■ Task:
Can you copy all of the data below line for line, changing nothing?

■ Extracted information:

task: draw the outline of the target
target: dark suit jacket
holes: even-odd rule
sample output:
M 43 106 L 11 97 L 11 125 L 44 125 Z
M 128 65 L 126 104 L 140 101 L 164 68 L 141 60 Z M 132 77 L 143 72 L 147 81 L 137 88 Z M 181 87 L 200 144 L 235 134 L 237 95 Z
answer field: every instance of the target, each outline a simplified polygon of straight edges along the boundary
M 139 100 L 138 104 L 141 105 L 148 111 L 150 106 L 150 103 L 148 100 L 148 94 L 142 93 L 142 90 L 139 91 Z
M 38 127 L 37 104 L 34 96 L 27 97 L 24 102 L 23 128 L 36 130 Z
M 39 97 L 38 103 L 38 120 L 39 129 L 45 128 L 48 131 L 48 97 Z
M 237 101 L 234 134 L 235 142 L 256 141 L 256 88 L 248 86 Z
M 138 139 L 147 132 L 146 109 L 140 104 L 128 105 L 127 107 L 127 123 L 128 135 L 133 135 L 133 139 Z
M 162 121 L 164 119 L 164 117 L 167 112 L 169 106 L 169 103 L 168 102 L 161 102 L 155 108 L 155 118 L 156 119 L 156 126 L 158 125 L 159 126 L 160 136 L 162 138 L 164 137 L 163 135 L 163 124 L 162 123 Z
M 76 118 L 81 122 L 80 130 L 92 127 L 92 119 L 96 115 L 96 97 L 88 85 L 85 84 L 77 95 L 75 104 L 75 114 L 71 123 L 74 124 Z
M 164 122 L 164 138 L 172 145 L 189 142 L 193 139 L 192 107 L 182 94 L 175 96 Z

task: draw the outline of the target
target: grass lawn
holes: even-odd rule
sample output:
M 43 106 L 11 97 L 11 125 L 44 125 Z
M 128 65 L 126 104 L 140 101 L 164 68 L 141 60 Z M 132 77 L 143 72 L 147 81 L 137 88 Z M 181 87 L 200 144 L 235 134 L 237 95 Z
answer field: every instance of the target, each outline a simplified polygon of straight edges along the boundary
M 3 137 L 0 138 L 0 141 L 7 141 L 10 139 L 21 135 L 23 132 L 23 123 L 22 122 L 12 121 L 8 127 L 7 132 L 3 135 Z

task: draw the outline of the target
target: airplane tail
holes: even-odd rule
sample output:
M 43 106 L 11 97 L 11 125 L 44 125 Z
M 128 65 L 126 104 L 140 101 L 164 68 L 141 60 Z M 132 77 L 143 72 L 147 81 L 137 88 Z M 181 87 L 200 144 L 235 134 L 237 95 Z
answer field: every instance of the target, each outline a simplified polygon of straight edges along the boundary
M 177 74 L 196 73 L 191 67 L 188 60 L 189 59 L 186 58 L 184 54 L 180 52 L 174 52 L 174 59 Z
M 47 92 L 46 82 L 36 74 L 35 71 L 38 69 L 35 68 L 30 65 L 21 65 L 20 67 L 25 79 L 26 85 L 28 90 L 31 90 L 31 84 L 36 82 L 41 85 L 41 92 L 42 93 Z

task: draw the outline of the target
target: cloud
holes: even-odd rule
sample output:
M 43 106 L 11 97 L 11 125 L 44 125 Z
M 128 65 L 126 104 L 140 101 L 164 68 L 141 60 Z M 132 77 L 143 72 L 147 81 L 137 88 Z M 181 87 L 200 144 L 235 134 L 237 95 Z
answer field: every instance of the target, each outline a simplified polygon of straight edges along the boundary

■ Exercise output:
task: draw the outline of the target
target: dark suit jacket
holes: even-odd rule
sample output:
M 43 106 L 11 97 L 11 125 L 44 125 Z
M 128 65 L 126 104 L 140 101 L 164 68 L 141 60 Z M 132 77 L 143 72 L 147 81 L 137 88 Z M 181 87 L 200 144 L 235 134 L 237 95 Z
answer field: every instance of the target, each outline a simplified polygon of straight edges along the boundary
M 139 100 L 138 104 L 141 105 L 148 111 L 150 106 L 150 103 L 148 100 L 148 94 L 142 93 L 142 90 L 139 91 Z
M 38 127 L 37 104 L 34 96 L 27 97 L 24 102 L 23 128 L 36 130 Z
M 39 97 L 38 103 L 38 120 L 39 129 L 45 128 L 48 131 L 48 97 Z
M 237 101 L 234 134 L 235 142 L 256 141 L 256 88 L 248 86 Z
M 138 139 L 147 132 L 146 109 L 140 104 L 128 105 L 127 107 L 127 123 L 128 135 L 133 135 L 133 139 Z
M 162 121 L 164 119 L 164 117 L 167 112 L 169 106 L 169 103 L 168 102 L 161 102 L 155 108 L 155 118 L 156 119 L 156 126 L 158 125 L 159 126 L 160 136 L 162 138 L 164 137 L 163 135 L 163 124 L 162 123 Z
M 76 118 L 81 122 L 80 130 L 92 127 L 92 119 L 96 115 L 96 97 L 88 85 L 85 84 L 77 95 L 75 104 L 75 114 L 71 123 L 74 124 Z
M 164 122 L 164 138 L 172 145 L 189 142 L 193 139 L 192 107 L 182 94 L 175 96 Z

task: draw the outline of the target
target: grass lawn
holes: even-odd rule
sample output:
M 43 106 L 11 97 L 11 125 L 44 125 Z
M 128 65 L 126 104 L 140 101 L 164 68 L 141 60 Z M 132 77 L 143 72 L 147 81 L 137 88 Z M 181 87 L 200 144 L 235 134 L 237 95 Z
answer field: every instance of the target, each outline a simplified polygon of straight edges along the boundary
M 3 137 L 0 138 L 0 141 L 7 141 L 10 139 L 21 135 L 23 132 L 23 123 L 22 122 L 12 121 L 8 127 L 7 132 L 3 135 Z

task: draw the outline of the target
target: airplane tail
holes: even-odd rule
sample output:
M 43 106 L 11 97 L 11 125 L 44 125 Z
M 128 65 L 126 104 L 140 101 L 164 68 L 141 60 Z M 132 77 L 143 72 L 147 81 L 137 88 Z M 181 87 L 200 144 L 235 134 L 237 95 Z
answer field: every instance of the target, each outline a simplified polygon of straight edges along the boundary
M 177 74 L 196 73 L 191 67 L 188 60 L 189 59 L 186 58 L 184 54 L 180 52 L 174 52 L 174 59 Z
M 47 92 L 46 82 L 36 74 L 35 71 L 38 69 L 35 68 L 30 65 L 21 65 L 20 67 L 25 79 L 26 85 L 28 90 L 31 90 L 31 84 L 36 82 L 41 85 L 41 92 L 42 93 Z

task: draw the outline of the target
target: cloud
holes: even-odd rule
sample output:
M 43 106 L 11 97 L 11 125 L 44 125 Z
M 128 65 L 126 104 L 140 101 L 164 68 L 141 60 Z M 132 77 L 143 72 L 147 81 L 137 88 Z M 181 87 L 200 144 L 235 134 L 237 95 Z
answer field: every instance of the target, each outline a simplified polygon of straight edges along the boundary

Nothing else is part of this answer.